## [Do this]
Present the data from its first line through the line containing "[[398, 80, 484, 101]]", both included, as a Markdown table with columns Row and Text, numbering each line and omitting blank lines. Omit the pictures.

:: Material provided

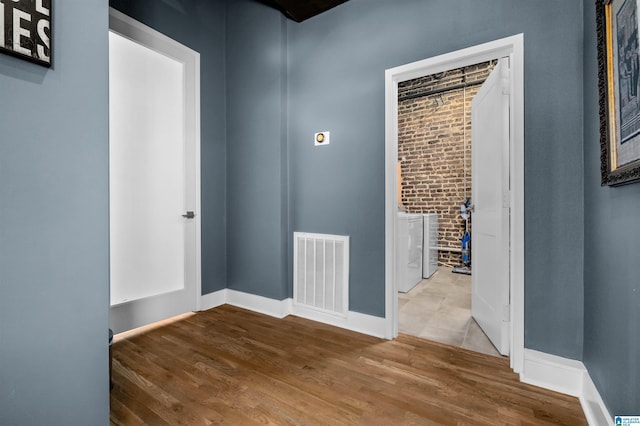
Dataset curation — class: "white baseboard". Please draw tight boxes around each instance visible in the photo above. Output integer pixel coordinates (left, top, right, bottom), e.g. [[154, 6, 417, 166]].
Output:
[[227, 289, 291, 318], [520, 349, 613, 426], [291, 304, 386, 339], [520, 349, 585, 396], [199, 288, 227, 311], [195, 289, 386, 338]]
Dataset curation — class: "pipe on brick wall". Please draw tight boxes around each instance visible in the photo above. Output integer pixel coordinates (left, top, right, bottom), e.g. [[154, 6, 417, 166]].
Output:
[[398, 80, 484, 101]]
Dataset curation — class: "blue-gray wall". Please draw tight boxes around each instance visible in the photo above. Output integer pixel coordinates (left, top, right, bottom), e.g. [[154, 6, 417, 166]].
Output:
[[227, 0, 290, 300], [0, 0, 109, 425], [110, 0, 227, 294], [584, 0, 640, 415], [287, 0, 583, 359]]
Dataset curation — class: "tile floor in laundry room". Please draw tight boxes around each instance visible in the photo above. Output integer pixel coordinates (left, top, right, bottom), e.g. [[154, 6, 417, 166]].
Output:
[[398, 266, 500, 356]]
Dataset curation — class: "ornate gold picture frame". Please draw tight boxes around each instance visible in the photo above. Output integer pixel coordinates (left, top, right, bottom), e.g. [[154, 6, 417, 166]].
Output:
[[596, 0, 640, 186]]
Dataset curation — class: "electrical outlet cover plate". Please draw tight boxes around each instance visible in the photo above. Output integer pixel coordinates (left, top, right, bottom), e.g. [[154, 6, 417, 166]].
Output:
[[313, 132, 331, 146]]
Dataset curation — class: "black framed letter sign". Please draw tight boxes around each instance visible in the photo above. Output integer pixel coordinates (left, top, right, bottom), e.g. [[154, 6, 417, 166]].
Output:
[[596, 0, 640, 186], [0, 0, 53, 67]]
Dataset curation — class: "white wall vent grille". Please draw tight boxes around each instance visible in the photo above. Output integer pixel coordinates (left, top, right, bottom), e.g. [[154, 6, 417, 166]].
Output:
[[293, 232, 349, 317]]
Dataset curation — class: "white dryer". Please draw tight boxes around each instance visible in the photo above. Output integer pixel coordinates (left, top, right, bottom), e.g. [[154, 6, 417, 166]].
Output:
[[422, 213, 438, 278], [397, 212, 423, 293]]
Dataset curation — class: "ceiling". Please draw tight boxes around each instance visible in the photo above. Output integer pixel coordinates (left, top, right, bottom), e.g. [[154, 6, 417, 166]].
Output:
[[260, 0, 347, 22]]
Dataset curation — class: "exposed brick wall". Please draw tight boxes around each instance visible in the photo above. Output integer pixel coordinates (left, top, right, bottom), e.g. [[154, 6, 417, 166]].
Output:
[[398, 62, 491, 265]]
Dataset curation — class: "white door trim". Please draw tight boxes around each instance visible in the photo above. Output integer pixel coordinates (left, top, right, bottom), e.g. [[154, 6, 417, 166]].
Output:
[[385, 34, 524, 373], [109, 7, 202, 311]]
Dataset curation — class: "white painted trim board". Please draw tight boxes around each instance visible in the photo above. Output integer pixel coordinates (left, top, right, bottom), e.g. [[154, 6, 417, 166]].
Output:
[[520, 349, 613, 426]]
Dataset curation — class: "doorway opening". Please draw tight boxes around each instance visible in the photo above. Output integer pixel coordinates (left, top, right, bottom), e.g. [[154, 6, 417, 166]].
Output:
[[397, 60, 500, 356], [385, 34, 524, 372]]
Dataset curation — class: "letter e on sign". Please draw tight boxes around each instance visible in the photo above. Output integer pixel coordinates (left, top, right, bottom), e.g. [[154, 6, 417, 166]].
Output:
[[0, 0, 53, 67]]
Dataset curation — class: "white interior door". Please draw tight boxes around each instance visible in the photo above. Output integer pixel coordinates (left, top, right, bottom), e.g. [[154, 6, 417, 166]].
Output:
[[109, 10, 200, 333], [471, 58, 510, 355]]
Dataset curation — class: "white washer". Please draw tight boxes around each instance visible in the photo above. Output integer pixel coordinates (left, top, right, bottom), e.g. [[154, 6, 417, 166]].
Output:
[[422, 213, 438, 278], [397, 212, 423, 293]]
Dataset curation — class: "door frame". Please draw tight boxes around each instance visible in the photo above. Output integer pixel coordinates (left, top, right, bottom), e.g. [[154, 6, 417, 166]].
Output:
[[385, 34, 525, 373], [109, 7, 202, 320]]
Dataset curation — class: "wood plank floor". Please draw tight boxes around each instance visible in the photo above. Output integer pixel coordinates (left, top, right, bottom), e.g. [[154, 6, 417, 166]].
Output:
[[111, 305, 587, 425]]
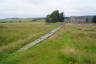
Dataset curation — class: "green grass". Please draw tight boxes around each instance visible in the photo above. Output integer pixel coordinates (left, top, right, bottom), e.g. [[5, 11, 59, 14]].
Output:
[[0, 19, 32, 23], [0, 22, 61, 61], [1, 25, 96, 64]]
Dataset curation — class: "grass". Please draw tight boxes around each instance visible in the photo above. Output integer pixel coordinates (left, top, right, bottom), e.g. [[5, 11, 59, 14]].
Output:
[[0, 19, 32, 23], [1, 25, 96, 64], [0, 22, 61, 60]]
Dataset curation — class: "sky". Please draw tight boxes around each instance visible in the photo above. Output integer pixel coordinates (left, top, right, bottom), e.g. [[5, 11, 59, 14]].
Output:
[[0, 0, 96, 18]]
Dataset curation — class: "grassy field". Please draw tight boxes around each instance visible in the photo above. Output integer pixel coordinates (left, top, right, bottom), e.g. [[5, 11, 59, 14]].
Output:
[[0, 25, 96, 64], [0, 19, 32, 23], [0, 22, 61, 61]]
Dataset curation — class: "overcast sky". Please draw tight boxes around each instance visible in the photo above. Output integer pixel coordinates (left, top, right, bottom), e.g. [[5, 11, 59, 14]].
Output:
[[0, 0, 96, 18]]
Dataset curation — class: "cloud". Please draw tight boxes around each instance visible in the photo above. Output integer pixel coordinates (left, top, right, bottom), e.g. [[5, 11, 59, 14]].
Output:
[[0, 0, 96, 17]]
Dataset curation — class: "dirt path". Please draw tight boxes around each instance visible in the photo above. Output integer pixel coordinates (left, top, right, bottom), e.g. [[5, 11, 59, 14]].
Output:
[[17, 24, 64, 52]]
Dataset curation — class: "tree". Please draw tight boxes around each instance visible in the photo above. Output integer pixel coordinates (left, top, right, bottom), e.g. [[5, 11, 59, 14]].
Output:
[[46, 10, 64, 23], [59, 12, 64, 22], [93, 16, 96, 23]]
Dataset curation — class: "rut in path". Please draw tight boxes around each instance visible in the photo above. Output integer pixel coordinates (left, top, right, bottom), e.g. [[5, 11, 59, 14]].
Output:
[[17, 24, 64, 52]]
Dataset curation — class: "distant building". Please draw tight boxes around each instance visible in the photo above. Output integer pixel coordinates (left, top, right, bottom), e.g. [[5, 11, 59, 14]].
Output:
[[69, 16, 93, 23]]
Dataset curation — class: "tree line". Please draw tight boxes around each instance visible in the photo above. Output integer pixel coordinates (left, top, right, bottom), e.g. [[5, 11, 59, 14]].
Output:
[[46, 10, 64, 23]]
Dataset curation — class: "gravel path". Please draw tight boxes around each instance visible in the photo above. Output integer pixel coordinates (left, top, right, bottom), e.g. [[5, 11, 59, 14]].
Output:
[[17, 24, 64, 52]]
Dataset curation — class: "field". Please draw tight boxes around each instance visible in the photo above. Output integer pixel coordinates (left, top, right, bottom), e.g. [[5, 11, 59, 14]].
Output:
[[0, 22, 61, 60], [0, 24, 96, 64]]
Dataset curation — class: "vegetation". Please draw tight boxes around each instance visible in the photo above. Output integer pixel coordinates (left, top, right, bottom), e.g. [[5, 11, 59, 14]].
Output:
[[0, 21, 61, 64], [0, 25, 96, 64], [93, 16, 96, 23], [46, 10, 64, 23]]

::::

## [Result of this exercise]
| Row | Text |
|---|---|
| 1 | Dataset curation — class: "white baseboard". Please draw tight boxes around each instance visible in the photo above. Output integer pixel coordinates (left, top, right, bottom), e.g. [[154, 6, 417, 166]]. |
| 2 | Output: |
| 3 | [[227, 289, 291, 318], [520, 349, 613, 426], [291, 304, 386, 339], [520, 349, 585, 396], [199, 288, 227, 311], [195, 289, 386, 338]] |
| 4 | Dataset curation — class: "pipe on brick wall". Please draw tight boxes around each instance visible in the photo above. Output integer pixel coordinates (left, top, right, bottom), e.g. [[154, 6, 417, 166]]. |
| 5 | Output: |
| 6 | [[398, 80, 484, 101]] |